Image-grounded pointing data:
_ _ _

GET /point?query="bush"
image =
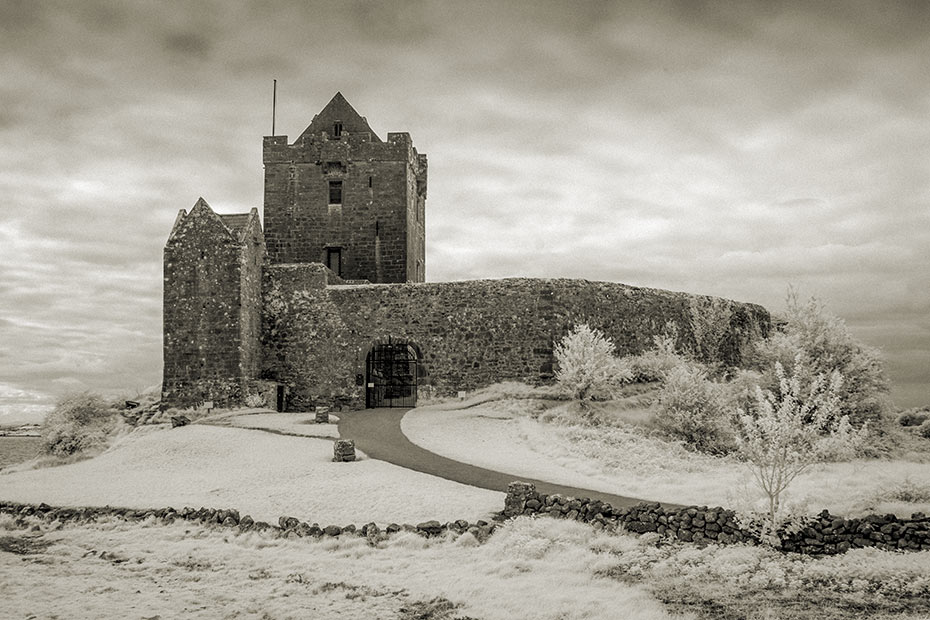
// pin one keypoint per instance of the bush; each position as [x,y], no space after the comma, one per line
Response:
[710,322]
[79,423]
[587,366]
[692,408]
[815,343]
[924,429]
[913,417]
[656,363]
[791,430]
[255,400]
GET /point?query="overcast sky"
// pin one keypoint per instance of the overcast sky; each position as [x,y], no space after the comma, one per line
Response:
[730,149]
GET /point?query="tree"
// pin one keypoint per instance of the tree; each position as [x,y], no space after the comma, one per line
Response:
[587,367]
[815,342]
[791,430]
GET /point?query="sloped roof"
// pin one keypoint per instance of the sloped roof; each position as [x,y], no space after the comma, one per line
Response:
[235,222]
[338,109]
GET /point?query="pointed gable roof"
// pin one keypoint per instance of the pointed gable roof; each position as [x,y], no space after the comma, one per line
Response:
[339,110]
[235,222]
[233,225]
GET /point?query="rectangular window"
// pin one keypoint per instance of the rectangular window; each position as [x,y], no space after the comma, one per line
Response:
[334,260]
[335,192]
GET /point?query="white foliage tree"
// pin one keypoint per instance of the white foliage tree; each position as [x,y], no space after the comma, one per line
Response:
[588,369]
[791,430]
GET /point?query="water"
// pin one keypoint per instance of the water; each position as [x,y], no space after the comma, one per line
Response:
[17,449]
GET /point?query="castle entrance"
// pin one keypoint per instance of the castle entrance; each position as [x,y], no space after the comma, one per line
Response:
[391,370]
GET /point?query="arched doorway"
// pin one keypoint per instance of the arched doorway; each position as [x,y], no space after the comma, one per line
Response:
[391,370]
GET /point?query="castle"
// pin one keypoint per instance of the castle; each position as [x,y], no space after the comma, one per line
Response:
[327,303]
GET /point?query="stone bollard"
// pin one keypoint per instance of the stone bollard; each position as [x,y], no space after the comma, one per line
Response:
[518,493]
[344,450]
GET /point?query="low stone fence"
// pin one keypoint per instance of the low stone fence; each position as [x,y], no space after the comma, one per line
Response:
[824,534]
[287,527]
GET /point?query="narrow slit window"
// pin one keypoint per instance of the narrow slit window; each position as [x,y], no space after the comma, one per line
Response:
[334,260]
[335,192]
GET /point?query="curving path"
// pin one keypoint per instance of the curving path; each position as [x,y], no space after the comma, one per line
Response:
[377,433]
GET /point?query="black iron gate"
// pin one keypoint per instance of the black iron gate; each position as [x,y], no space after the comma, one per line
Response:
[392,376]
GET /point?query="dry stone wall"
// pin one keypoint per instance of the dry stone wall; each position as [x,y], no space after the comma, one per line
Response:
[824,534]
[316,337]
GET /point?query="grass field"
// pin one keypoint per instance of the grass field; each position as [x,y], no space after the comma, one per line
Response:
[530,568]
[528,437]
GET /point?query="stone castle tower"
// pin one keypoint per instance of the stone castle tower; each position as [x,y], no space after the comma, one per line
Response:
[341,196]
[327,304]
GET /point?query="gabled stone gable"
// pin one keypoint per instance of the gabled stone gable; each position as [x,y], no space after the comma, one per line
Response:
[212,293]
[338,110]
[376,227]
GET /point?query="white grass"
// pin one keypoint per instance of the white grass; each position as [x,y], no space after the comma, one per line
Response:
[531,569]
[287,423]
[258,473]
[502,436]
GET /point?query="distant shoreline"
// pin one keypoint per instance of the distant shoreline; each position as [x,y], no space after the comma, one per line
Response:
[24,430]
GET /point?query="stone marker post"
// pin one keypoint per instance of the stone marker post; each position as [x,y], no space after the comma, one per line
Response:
[344,450]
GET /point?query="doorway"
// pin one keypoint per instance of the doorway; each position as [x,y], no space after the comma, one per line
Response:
[391,371]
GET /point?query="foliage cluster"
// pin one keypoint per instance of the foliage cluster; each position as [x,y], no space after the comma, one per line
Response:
[693,408]
[815,343]
[588,368]
[792,429]
[741,581]
[80,423]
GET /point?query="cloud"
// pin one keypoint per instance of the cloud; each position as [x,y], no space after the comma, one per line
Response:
[669,144]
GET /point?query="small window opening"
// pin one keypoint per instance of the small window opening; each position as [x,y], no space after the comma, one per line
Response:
[335,192]
[334,260]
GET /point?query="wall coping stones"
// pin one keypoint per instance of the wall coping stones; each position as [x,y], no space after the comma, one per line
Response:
[824,534]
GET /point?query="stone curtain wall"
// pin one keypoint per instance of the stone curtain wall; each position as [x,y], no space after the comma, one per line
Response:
[26,516]
[823,535]
[470,334]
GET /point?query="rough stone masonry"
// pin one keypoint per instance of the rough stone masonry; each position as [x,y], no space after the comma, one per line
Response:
[327,303]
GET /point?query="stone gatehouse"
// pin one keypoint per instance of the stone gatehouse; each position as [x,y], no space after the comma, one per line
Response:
[327,304]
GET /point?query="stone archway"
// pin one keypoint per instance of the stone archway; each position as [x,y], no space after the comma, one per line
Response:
[392,374]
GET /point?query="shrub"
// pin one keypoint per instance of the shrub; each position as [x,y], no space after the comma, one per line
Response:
[587,367]
[255,400]
[913,417]
[79,423]
[656,363]
[710,322]
[924,429]
[791,430]
[816,343]
[692,408]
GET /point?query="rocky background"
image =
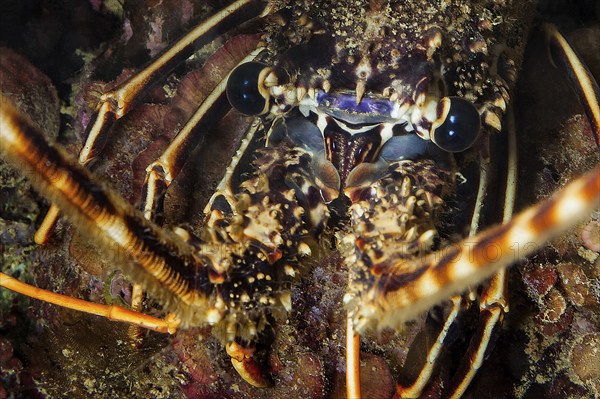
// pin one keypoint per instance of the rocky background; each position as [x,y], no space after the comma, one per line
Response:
[56,57]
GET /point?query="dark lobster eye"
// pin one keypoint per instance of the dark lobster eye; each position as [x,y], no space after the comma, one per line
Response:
[461,126]
[243,89]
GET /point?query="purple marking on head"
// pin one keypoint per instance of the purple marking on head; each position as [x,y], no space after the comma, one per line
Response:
[347,103]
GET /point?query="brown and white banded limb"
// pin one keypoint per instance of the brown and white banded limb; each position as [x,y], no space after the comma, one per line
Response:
[118,102]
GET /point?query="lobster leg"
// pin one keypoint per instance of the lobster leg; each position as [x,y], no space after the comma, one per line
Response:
[165,263]
[161,172]
[493,303]
[117,102]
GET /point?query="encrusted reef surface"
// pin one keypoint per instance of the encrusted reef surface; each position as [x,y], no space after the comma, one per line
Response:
[56,57]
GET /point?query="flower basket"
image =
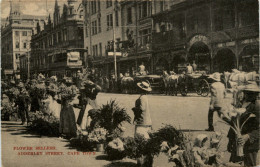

_ _ _

= Goal of the exercise =
The response consists of the lines above that contain "post".

= Solution =
GET /point?query="stone marker post"
// pin one keypoint per instance of the stone marker post; each position as [x,y], no space after the comma, one per line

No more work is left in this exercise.